Filter the lines below, keeping each one that holds "cabinet".

■ ■ ■ ■

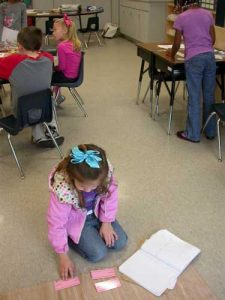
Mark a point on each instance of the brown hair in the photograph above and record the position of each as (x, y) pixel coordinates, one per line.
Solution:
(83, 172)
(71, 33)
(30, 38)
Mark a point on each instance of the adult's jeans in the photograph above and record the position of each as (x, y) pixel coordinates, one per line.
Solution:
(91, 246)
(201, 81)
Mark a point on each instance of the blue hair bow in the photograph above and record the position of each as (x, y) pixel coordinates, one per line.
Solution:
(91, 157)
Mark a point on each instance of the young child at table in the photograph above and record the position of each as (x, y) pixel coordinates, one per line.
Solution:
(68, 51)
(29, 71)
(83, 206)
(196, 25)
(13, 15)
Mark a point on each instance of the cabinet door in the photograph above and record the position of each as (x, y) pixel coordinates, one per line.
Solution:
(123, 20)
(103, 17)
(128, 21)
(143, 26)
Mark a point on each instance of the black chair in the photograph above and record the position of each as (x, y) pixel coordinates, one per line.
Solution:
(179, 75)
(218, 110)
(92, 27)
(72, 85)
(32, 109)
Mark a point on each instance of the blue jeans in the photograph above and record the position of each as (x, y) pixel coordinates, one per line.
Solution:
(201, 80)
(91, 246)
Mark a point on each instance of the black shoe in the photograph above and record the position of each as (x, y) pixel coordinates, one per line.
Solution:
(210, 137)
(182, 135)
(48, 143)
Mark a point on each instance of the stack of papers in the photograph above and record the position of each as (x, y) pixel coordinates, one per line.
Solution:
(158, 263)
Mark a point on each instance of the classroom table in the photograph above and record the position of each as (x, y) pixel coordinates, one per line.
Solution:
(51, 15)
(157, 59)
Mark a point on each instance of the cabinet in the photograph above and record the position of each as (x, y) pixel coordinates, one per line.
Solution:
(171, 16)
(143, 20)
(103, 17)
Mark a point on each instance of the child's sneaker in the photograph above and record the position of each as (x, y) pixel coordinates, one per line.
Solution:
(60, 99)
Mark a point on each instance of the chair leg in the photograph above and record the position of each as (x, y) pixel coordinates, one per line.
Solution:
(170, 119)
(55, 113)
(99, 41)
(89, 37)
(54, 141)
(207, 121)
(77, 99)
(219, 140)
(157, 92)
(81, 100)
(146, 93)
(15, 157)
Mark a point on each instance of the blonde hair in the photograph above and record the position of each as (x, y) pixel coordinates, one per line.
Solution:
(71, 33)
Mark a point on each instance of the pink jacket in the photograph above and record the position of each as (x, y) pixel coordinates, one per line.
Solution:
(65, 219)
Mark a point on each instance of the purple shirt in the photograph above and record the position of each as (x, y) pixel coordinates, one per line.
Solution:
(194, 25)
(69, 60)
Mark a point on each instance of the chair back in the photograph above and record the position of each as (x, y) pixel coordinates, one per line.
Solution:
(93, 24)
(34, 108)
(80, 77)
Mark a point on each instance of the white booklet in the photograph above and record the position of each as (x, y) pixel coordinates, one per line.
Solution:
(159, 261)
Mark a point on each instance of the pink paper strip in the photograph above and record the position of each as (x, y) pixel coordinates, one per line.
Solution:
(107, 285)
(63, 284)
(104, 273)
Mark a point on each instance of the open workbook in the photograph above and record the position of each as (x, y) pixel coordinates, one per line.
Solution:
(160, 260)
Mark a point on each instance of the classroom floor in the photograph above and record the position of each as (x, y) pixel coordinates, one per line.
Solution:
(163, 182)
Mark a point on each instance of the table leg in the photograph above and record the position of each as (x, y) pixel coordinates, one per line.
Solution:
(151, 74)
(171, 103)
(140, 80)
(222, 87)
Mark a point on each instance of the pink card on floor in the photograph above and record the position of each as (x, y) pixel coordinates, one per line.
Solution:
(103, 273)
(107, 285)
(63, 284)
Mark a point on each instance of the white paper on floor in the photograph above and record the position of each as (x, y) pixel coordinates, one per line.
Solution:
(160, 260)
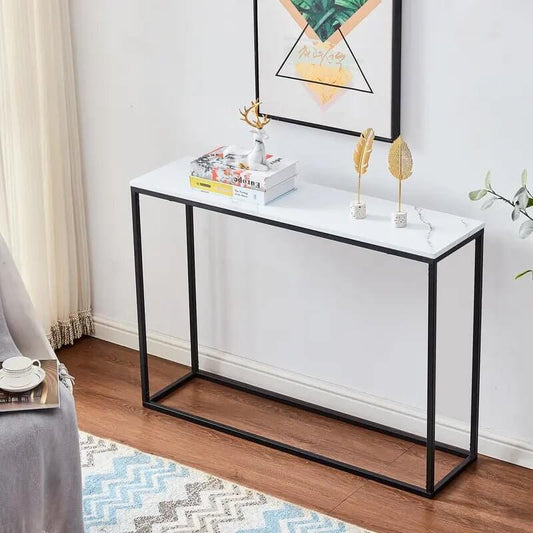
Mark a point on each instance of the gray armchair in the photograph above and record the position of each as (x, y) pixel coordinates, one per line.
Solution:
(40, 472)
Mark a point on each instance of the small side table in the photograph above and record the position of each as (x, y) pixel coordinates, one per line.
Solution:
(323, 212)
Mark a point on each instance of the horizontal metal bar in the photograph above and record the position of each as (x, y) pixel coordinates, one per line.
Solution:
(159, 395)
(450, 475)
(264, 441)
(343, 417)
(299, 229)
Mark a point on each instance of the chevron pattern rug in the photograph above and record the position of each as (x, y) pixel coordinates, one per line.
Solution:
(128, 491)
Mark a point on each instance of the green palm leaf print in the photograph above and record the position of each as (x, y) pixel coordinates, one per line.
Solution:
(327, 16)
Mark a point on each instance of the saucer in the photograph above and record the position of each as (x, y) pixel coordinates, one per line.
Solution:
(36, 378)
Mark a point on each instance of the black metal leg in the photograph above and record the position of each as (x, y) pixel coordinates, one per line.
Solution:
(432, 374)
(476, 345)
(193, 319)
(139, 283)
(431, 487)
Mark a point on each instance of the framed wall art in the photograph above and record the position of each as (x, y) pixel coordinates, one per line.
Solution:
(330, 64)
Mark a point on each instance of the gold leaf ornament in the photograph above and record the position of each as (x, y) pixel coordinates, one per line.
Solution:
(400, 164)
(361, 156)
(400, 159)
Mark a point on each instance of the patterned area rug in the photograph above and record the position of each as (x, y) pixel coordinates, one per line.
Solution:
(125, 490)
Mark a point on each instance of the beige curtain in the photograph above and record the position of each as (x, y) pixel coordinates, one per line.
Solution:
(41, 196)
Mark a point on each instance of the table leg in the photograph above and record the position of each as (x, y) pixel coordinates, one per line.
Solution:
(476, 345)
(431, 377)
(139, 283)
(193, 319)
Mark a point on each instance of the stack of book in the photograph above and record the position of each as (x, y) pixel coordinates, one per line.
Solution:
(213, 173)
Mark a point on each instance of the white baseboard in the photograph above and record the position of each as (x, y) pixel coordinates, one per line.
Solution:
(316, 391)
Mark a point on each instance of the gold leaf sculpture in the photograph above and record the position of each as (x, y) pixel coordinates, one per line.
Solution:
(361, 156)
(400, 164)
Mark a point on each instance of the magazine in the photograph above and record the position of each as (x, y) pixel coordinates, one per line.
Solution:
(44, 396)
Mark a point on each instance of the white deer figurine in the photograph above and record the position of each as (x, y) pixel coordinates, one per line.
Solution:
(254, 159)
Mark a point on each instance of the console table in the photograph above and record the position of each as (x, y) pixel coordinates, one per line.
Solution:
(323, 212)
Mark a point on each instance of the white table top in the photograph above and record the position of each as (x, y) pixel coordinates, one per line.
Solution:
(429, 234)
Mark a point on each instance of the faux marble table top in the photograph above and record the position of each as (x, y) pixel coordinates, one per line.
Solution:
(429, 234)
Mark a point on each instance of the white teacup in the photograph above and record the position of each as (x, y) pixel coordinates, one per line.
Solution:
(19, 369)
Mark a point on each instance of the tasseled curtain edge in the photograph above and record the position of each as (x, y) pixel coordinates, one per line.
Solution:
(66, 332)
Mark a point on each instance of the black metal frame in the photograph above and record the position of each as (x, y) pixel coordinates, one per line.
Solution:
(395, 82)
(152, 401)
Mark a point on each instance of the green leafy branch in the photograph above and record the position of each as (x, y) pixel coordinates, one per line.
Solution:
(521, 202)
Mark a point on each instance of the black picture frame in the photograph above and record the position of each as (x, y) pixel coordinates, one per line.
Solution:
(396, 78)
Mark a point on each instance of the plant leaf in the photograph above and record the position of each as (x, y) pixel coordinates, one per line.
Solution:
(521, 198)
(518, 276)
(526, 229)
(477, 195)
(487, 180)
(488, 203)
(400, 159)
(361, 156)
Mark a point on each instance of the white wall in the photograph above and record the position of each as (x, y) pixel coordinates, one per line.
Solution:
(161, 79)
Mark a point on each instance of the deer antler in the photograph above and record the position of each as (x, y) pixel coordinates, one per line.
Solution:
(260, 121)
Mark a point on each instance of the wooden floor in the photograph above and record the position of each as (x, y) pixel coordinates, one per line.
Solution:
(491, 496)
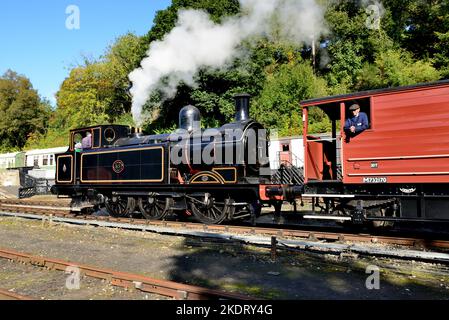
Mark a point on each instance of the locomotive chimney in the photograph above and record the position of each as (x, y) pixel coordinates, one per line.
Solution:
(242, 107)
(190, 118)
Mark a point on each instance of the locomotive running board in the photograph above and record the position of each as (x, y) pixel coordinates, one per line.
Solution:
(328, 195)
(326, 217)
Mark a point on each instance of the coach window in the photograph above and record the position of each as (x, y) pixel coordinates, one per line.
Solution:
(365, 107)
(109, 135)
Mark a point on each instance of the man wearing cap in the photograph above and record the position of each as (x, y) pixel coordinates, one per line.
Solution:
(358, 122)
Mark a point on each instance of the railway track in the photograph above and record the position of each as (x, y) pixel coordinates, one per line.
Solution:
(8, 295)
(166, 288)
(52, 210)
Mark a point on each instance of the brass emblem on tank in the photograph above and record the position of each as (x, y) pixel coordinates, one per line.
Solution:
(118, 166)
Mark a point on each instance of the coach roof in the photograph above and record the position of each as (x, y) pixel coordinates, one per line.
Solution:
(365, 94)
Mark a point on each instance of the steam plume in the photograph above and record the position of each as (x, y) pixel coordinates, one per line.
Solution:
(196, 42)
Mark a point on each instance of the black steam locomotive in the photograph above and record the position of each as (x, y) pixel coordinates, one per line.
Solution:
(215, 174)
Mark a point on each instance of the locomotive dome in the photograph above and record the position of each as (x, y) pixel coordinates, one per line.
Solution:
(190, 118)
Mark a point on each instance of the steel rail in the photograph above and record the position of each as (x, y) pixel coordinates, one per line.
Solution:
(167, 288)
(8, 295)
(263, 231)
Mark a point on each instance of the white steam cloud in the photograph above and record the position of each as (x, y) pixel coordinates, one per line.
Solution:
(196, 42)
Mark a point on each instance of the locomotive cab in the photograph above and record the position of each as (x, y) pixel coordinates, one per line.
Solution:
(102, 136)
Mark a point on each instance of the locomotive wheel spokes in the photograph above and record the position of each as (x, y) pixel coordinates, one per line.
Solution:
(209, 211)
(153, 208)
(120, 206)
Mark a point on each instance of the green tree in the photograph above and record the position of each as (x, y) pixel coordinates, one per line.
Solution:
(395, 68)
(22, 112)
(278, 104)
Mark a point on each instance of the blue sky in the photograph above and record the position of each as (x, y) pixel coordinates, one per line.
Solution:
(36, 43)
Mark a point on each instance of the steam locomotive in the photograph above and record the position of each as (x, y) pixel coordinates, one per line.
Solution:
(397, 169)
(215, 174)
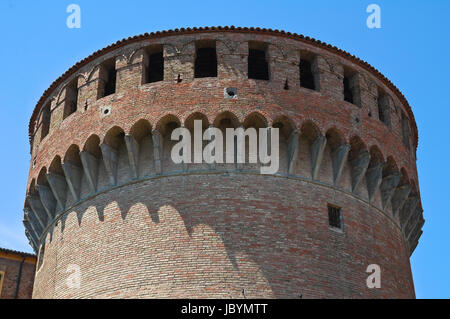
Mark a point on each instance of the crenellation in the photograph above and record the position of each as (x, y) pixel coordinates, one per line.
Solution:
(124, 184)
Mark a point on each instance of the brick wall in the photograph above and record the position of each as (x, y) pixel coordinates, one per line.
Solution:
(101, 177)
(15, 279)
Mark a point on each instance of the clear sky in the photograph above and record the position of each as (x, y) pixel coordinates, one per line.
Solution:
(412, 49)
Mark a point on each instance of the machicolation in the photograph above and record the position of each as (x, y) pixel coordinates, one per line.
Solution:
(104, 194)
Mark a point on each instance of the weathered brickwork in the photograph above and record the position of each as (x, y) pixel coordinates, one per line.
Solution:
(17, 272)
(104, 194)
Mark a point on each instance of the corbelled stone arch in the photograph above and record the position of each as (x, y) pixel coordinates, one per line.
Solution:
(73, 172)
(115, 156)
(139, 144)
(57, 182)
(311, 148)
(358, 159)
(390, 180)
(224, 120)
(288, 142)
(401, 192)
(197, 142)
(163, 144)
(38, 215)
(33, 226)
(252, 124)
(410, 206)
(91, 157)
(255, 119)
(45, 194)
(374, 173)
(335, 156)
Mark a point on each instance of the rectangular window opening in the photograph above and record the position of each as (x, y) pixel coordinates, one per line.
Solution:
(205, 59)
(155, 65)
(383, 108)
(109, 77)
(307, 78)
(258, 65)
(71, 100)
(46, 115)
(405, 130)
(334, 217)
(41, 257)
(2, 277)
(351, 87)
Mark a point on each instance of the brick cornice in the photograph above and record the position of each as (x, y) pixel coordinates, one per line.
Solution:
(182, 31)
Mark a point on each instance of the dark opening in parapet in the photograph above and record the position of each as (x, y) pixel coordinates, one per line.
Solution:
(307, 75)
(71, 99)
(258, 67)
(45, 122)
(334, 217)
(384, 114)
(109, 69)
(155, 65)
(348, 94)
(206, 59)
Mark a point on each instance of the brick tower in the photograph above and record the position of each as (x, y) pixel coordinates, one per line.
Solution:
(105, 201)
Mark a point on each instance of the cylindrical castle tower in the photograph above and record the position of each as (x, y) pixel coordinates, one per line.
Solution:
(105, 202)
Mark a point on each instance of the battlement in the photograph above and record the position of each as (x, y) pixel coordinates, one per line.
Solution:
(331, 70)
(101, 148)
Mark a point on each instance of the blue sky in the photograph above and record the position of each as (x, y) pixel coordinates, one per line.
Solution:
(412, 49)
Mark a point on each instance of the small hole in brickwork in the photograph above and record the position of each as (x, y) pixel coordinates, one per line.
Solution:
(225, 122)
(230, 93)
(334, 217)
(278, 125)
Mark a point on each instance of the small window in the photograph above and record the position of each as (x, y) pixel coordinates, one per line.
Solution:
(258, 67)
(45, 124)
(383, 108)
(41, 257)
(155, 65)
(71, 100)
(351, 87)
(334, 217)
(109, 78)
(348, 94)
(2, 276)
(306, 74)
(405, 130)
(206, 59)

■ ■ ■ ■

_COMPLETED EXERCISE_
Mark a point on each instance of the cabinet door in the photograph above and record the position of each as (x, y) pixel coordinates, one per line.
Mark a point on each instance of the cabinet in the photograph above and record the position of each as (x, y) pixel coordinates, one per line.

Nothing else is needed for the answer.